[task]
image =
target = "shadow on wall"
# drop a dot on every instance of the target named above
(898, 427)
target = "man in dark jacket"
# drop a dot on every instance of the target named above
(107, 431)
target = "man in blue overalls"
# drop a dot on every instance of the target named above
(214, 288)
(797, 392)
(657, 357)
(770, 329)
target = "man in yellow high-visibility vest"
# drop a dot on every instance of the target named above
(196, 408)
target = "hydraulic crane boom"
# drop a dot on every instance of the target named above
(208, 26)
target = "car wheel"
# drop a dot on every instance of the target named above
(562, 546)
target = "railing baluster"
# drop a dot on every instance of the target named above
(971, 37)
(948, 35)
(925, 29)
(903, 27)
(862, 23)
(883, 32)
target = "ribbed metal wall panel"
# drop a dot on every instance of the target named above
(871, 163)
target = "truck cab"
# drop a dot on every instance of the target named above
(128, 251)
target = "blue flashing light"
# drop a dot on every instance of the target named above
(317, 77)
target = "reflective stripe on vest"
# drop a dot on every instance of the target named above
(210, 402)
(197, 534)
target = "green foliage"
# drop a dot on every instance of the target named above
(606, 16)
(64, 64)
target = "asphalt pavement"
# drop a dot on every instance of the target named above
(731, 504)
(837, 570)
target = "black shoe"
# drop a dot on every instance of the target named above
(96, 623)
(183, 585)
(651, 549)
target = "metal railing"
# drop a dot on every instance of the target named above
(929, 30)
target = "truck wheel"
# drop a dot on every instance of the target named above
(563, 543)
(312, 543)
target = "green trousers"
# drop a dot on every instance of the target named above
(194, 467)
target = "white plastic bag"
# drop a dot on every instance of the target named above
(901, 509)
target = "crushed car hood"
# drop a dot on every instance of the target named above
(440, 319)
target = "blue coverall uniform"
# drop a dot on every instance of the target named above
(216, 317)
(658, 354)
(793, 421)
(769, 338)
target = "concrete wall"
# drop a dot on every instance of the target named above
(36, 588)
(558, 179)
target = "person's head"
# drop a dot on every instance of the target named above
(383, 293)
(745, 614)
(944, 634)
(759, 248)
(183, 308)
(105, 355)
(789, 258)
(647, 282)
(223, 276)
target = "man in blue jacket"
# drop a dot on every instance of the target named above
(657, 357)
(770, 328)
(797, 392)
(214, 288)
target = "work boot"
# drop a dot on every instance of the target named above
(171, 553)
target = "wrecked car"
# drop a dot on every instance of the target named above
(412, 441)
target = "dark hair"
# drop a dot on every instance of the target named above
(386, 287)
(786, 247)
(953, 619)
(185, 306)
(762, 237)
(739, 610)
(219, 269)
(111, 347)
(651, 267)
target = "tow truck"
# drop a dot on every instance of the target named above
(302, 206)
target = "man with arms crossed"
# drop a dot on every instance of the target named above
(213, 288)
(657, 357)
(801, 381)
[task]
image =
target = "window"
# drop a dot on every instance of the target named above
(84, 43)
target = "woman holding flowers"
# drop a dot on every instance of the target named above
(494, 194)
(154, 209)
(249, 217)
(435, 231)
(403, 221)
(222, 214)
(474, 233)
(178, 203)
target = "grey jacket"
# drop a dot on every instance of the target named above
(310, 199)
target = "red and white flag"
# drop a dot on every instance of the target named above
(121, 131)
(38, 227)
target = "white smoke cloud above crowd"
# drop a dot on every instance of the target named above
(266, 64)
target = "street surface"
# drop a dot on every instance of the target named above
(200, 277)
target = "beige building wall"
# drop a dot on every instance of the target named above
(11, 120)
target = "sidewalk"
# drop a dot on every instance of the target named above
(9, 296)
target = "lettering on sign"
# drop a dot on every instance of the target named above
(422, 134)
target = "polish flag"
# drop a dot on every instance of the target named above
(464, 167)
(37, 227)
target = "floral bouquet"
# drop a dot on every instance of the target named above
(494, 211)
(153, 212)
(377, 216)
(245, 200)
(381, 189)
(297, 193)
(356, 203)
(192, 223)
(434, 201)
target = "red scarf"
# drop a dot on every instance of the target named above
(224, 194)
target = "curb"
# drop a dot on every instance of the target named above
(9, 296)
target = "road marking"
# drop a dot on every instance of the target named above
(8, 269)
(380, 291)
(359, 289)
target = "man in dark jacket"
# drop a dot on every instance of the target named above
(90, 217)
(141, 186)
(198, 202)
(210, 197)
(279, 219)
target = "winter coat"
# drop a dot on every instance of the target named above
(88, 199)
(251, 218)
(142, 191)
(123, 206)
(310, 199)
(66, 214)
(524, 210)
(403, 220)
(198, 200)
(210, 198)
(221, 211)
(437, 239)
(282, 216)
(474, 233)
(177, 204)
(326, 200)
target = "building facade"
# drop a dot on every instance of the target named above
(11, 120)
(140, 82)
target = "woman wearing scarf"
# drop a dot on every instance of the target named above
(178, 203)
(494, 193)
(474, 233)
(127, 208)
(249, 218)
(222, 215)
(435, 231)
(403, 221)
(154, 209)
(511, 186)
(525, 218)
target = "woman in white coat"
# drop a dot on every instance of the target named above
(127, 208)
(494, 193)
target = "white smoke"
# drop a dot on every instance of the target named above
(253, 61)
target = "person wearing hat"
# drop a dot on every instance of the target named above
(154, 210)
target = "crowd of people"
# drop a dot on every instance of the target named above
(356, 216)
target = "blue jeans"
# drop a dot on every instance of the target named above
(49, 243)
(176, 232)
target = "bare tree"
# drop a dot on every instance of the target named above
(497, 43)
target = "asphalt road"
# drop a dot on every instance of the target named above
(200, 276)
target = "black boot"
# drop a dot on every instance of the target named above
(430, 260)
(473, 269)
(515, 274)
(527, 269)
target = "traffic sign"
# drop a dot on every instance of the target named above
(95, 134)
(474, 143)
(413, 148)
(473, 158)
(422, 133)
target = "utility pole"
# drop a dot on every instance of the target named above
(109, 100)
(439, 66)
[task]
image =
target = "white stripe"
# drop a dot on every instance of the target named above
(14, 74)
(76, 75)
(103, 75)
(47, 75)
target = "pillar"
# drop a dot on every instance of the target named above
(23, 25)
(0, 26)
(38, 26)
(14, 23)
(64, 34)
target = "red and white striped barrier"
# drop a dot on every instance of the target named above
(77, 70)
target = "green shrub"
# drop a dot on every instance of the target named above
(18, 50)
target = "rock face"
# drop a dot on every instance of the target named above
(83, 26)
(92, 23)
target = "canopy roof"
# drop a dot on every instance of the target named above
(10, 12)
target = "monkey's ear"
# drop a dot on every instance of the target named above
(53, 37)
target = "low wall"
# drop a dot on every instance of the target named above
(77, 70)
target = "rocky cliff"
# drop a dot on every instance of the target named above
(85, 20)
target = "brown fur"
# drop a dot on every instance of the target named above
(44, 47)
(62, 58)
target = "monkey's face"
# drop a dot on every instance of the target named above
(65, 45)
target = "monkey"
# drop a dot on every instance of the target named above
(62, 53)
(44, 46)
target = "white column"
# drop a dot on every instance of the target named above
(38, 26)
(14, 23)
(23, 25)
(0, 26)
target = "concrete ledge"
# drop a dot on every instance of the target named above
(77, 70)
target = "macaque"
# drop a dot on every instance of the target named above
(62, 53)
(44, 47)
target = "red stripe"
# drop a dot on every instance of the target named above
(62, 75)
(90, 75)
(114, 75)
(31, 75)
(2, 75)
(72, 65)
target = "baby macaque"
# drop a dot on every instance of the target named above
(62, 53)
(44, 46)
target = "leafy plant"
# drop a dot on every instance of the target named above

TASK DESCRIPTION
Write out the full listing exactly as given.

REPLY
[task]
image =
target = "shadow on wall"
# drop a dot on every instance of the target named above
(898, 427)
target = "man in dark jacket"
# drop a dot on every instance of the target named above
(107, 431)
target = "man in blue overalls"
# drop a dot on every instance of the target named above
(214, 288)
(797, 392)
(657, 357)
(770, 329)
target = "man in yellow high-visibility vest"
# drop a dot on every instance of the target named above
(196, 408)
target = "hydraulic crane boom"
# drop a dot on every instance of the target named above
(208, 26)
target = "car wheel"
# drop a dot on every instance of the target named above
(562, 546)
target = "railing baluster"
# drop a dot on every instance of the target named above
(971, 37)
(948, 35)
(925, 29)
(903, 27)
(862, 23)
(883, 32)
target = "ribbed metal wall panel"
# drop a dot on every instance of the target named above
(871, 163)
target = "truck cab"
# drop a dot on every instance of the target named above
(128, 251)
target = "blue flashing light"
# drop a dot on every instance of the target named above
(317, 77)
target = "reflective stripe on vest"
# drop a dot on every instance of the target named above
(210, 402)
(197, 534)
target = "green foliage"
# drop a dot on every instance of the target named above
(606, 16)
(64, 64)
target = "asphalt pavement"
# drop a dot on every instance of the target named above
(731, 504)
(837, 570)
target = "black shoe"
# drop a dot on every instance of the target named above
(96, 623)
(183, 585)
(651, 549)
target = "metal railing"
# drop a dot on every instance of the target named above
(929, 30)
target = "truck wheel"
# drop a dot on every instance of the target named above
(563, 543)
(312, 543)
target = "green trousers"
# drop a dot on every instance of the target named above
(194, 467)
target = "white plastic bag"
# drop a dot on every instance of the target named above
(901, 509)
target = "crushed car hood"
# drop a dot on every instance of the target named above
(440, 319)
target = "blue coverall uniform"
# drop a dot on every instance of the target named above
(216, 317)
(658, 354)
(793, 421)
(769, 338)
target = "concrete wall"
# drop a dot on every instance of the target named above
(36, 588)
(558, 179)
target = "person's head"
# drop a dot on every instance of the target named above
(383, 293)
(745, 614)
(944, 634)
(759, 248)
(183, 308)
(105, 355)
(789, 258)
(647, 282)
(223, 276)
target = "man in blue jacket"
# drop a dot on every instance of the target named above
(657, 357)
(770, 328)
(797, 392)
(214, 288)
target = "work boot"
# drop a dot on every instance of the target named above
(171, 553)
target = "wrecked car"
# drop a dot on every instance of the target named above
(412, 441)
target = "dark hair"
# drop a dot on every instance of the target named above
(386, 287)
(786, 247)
(953, 619)
(185, 306)
(762, 237)
(739, 610)
(219, 269)
(111, 347)
(651, 267)
target = "tow truck"
# drop a dot on every instance of the target named above
(302, 206)
target = "man with arms crossed"
# drop a dot on every instance of the target named above
(213, 288)
(657, 357)
(801, 381)
[task]
image =
target = "window"
# drop a dot on every instance of the target named above
(84, 43)
target = "woman holding flowers"
# drop a dot on every instance of the target named above
(494, 194)
(154, 209)
(249, 217)
(435, 231)
(403, 221)
(222, 214)
(474, 233)
(178, 203)
target = "grey jacket"
# drop a dot on every instance of the target named above
(310, 199)
target = "red and white flag"
# drop a dot on every instance of the target named above
(121, 131)
(38, 227)
target = "white smoke cloud above crowd"
# drop a dot on every instance of the target named above
(266, 64)
target = "street surface"
# drop a dot on every instance of the target named above
(200, 277)
target = "beige building wall"
# drop a dot on every instance of the target named above
(11, 120)
target = "sidewalk"
# drop a dot on every instance of the target named above
(9, 296)
target = "lettering on sign"
# drop a dot on every instance of the target named above
(422, 134)
target = "polish flag"
# drop a dot on every instance of the target named above
(464, 167)
(37, 227)
target = "floral bouquet"
# drop a dot on every instance of the target named above
(494, 211)
(153, 212)
(377, 216)
(245, 200)
(381, 189)
(297, 193)
(356, 203)
(192, 223)
(434, 201)
target = "red scarf"
# drop a dot on every instance of the target named above
(224, 194)
target = "curb"
# drop a dot on every instance of the target named above
(9, 296)
target = "road marking"
# drop a dot on every instance of the target named above
(8, 269)
(380, 291)
(359, 289)
target = "man in dark jacket"
# drop a dot on every instance of the target named above
(90, 217)
(141, 186)
(198, 202)
(210, 197)
(279, 219)
target = "winter coat"
# drop a dot on every instance of the target named above
(88, 199)
(251, 218)
(142, 191)
(123, 206)
(310, 199)
(66, 214)
(524, 210)
(403, 220)
(198, 200)
(210, 198)
(221, 211)
(437, 239)
(282, 216)
(474, 233)
(177, 204)
(326, 200)
target = "building facade"
# drop a dot on every instance of the target named above
(11, 120)
(140, 82)
target = "woman wearing scarf"
# drop a dot on every instance of the target named above
(178, 203)
(494, 193)
(474, 233)
(127, 208)
(249, 218)
(222, 215)
(435, 231)
(403, 221)
(154, 209)
(511, 186)
(525, 218)
target = "woman in white coat"
# drop a dot on every instance of the target named above
(127, 208)
(494, 193)
target = "white smoke"
# drop a dot on every instance of the target named above
(253, 61)
target = "person wearing hat"
# drop a dot on every instance of the target named above
(154, 210)
target = "crowd of people"
# drop a dot on every instance of the target named above
(356, 216)
target = "blue jeans"
# drop a dot on every instance of the target named above
(49, 243)
(176, 232)
target = "bare tree"
# drop a dot on every instance of the target named above
(497, 43)
target = "asphalt road"
# drop a dot on every instance of the target named above
(200, 276)
target = "black boot"
# drop a dot on every instance of the target named above
(430, 260)
(473, 269)
(515, 274)
(527, 269)
target = "traffic sign"
# drop a dot on every instance of the target named above
(95, 134)
(474, 143)
(413, 148)
(473, 158)
(422, 133)
target = "utility pole"
# drop a dot on every instance of the target named above
(109, 100)
(439, 66)
[task]
image =
target = "white stripe"
# drop a dot on every instance of the target named above
(14, 74)
(76, 75)
(103, 75)
(47, 75)
target = "pillar"
# drop a dot on every instance of the target named above
(23, 25)
(0, 26)
(38, 26)
(14, 23)
(64, 34)
target = "red and white striped barrier"
# drop a dot on every instance of the target named above
(77, 70)
target = "green shrub"
# drop a dot on every instance of the target named above
(18, 50)
target = "rock face"
# drop a dot on every instance of the target named above
(83, 26)
(92, 23)
target = "canopy roof"
# drop a dot on every instance of the target named above
(10, 12)
target = "monkey's ear"
# drop a dot on every instance of the target named above
(53, 37)
target = "low wall"
# drop a dot on every instance of the target named above
(77, 70)
target = "rocky cliff"
# drop a dot on every instance of the target named above
(85, 20)
target = "brown fur"
# drop a dot on every instance of the target named above
(44, 47)
(62, 58)
target = "monkey's face"
# drop a dot on every instance of the target named above
(65, 45)
target = "monkey"
# drop a dot on every instance of the target named above
(62, 53)
(44, 46)
target = "white column"
# drop a dot on every instance of the target named above
(38, 26)
(14, 23)
(23, 25)
(0, 26)
target = "concrete ledge"
# drop a dot on every instance of the target named above
(77, 70)
target = "macaque"
# drop a dot on every instance of the target named above
(62, 53)
(44, 47)
target = "red stripe"
# drop a dot on every instance of the target named above
(62, 75)
(90, 75)
(114, 75)
(31, 75)
(2, 75)
(72, 65)
target = "baby macaque"
# drop a dot on every instance of the target named above
(62, 53)
(44, 46)
target = "leafy plant"
# drop a dot on every instance of the target named above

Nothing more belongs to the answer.